[Photo-based referring expression data]

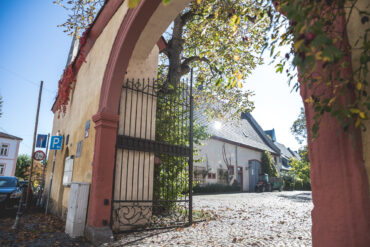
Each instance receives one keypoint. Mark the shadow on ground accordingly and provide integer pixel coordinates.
(35, 229)
(301, 197)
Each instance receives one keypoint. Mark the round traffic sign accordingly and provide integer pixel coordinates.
(39, 155)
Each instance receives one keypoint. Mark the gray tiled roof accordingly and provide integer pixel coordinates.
(239, 131)
(285, 151)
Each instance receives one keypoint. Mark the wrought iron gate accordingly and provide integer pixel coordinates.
(154, 157)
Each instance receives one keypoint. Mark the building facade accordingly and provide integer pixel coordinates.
(9, 147)
(233, 153)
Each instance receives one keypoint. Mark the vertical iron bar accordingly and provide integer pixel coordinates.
(191, 152)
(115, 161)
(145, 136)
(124, 130)
(155, 94)
(129, 134)
(134, 156)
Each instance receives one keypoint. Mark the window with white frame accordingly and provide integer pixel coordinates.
(4, 149)
(68, 171)
(2, 169)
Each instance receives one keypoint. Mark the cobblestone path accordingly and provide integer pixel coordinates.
(245, 219)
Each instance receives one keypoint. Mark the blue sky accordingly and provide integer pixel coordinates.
(33, 48)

# [Exercise instructions]
Output these and nothing else: the lines from the one holding "Each instance receives one keypoint. Mark the wrought" through the final line of the entries above, exactly as they appear.

# [Exercise answer]
Each instance receives one keypoint. Mark the wrought iron gate accordingly and provide integer pixel coordinates.
(154, 157)
Each instance receives one keypoint. Mark the building facade accordingly and provide integer pixel coordinates.
(9, 147)
(233, 153)
Each instance receives one keypoint. Mark the vertical iron bar accordingly and provide integer pixel coordinates.
(191, 152)
(115, 161)
(145, 136)
(124, 130)
(155, 94)
(129, 134)
(134, 156)
Each instance receives one keypoint. Mark the window with white frame accordingly and provide integer pixel coordinates.
(4, 149)
(68, 171)
(2, 169)
Each instance receives one keypoint. Mark the cobblestone path accordingly and provide integer pixel coordinates.
(245, 219)
Each instance receives one keypoint. Mark the blue sky accordingly and provide integer pixel coordinates.
(33, 48)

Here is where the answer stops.